Chapter 3: The World As We Live It Is a Magical Place

I’m not sure I should tell you this story. It could get me in trouble, this is one of those events that everyone involved in pledges never to talk about. But hell, by the time this is published it will have been years ago.

That’s no excuse, of course, and if anything gets me ex-communicated from part of the San Francisco art scene, it’ll be telling you that one of the events in this story happened. But, you know what? It’s too damn good.

One year, a bunch of us dressed up in formal costumes and broke into a private park at night. The advance team set up nocturnal stations, with glowing lights and surreal decorations and small art experiences you could discover, and musical instruments that could be played, and we all wandered through the dark garden, in our finery, coming upon these places, and it was utterly otherworldly. Extraordinary.

A small group of people among those attending had said they’d wanted to do something secret with me while we were in the garden, and I’d said sure, because I trusted them. But in the process of breaking in to the garden, I’d gotten separated, and instead of trying to find them (this was a strict “no cell phones out” event), I’d just wandered on my own. And by midnight, I hadn’t seen any of them again.

But they were still together, standing around a piano in a grove, and it was getting late, and they had plans to keep. They debated whether to fan out and search for me and then meet back in 20 minutes, or if they should just give up and catch me in more mundane circumstances.

“No,” said Robin Ziiro. “We’re going to perform a magic ritual, and summon him. Henry just learned to play ‘Hallelujah’ on the piano today: he’s going to play it on this keyboard, and we’re going to get everyone to sing it as loud as they can, and Benjamin’s just going to show up.”

That wasn’t a random choice. The night before, there had been a tribute event to Burning Man founder Larry Harvey, who had died a few months before. As part of that event, in the Castro Theater, I had sung Hallelujah, backed up by a men’s choir that only performs Leonard Cohen songs (yes, it’s hard to believe San Francisco is a real place, sometimes), to a packed house of 1,500 people. The experience had been intense, and cathartic — one of the greatest musical experiences of my life — and I’ve been associated with that song to many people in the San Francisco underground scene ever since.

The very next night, Robin was saying that the symbolic connection would have a real world effect — singing the song would have the power to bring me forth.

They tried it.

At that moment, far across the park, I was walking through the botanical display, lost in my head. And then, faintly, I heard the beginning of the song. And, swear to God, my neck snapped in the direction of the music as a tingle went down my spine and I felt a compulsion to rush over and join in the singing. I was — this is the right word — compelled.

But I said no.

No. I mean, come on, I told myself: just because someone’s singing this song doesn’t mean I have to rush over and sing it too. What is that? It’s nonsense. Irrational. No, I’m going to slowly finish the rest of my ancient plant walk, and then leave like I was going to go anyway.

The thing was, I didn’t know where the music was actually coming from, and as I finished my walk and headed towards the garden’s exit … I realized I was moving closer to it. The song was on my way out.

### DATA EXCERPT
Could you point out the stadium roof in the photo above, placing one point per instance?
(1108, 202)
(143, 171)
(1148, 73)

### DIRECTIONS
A. In the chapter excerpt about the night in the private park, what song had Henry learned to play on the piano that day?
B. Pick up the story of the nighttime garden break-in right after its final sentence and write what happens next.

### ANSWERS IN ORDER
A. "Hallelujah."

B.
Well, now I had to do it! Didn’t I? Once again, I felt that strange compulsion, a clear sense that that’s where I had to be. And once again, I mentally kicked myself until I knew better. Because, really now: I didn’t write the song. I don’t own it. Other people get to sing it. Leave it alone. It’s time to go home.

I walked around a bend, and I realized that the path I was on was literally taking me right past the grove in which the large group of people were all standing around the piano singing the song.

And now I wondered: had I really just coincidentally walked right up to this, or had I subconsciously led myself over to it, not even consciously knowing where it was, because I wanted to join in?

That was ridiculous: it was on the way I would have gone even if there hadn’t been music. Even so, in that moment I really didn’t know.

But I was still not going to do it. I wanted to, but I wouldn’t. At this point this was sheer cussedness, a refusal to even consider that this song could possibly have anything to do with me. It seemed prideful, egoistic, to think that the people singing it could want me there as much as I wanted to be there. So I walked down the path, passing the clearing, and because it was dark on the path and only vaguely lit around the piano, nobody even noticed me.

The piano kept playing as I passed, but now nobody was singing. “Okay,” the piano player said, still playing. “I know this song has more words. There are more verses. Does anybody know them?” Quiet. “Does ANYBODY here know the rest of the verses?”

I stopped in my tracks. Oh, the hell with it. This was too much.

I walked into the clearing and took up one of the verses that I didn’t think they’d done. The crowd went wild — I didn’t recognize anyone yet, my eyes hadn’t adjusted, but a lot of them had apparently been at my performance of the song the other night. I was instantly not only singing the song, but leading it, and we were all in this together.

It was, on its own terms, a wonderful moment for me.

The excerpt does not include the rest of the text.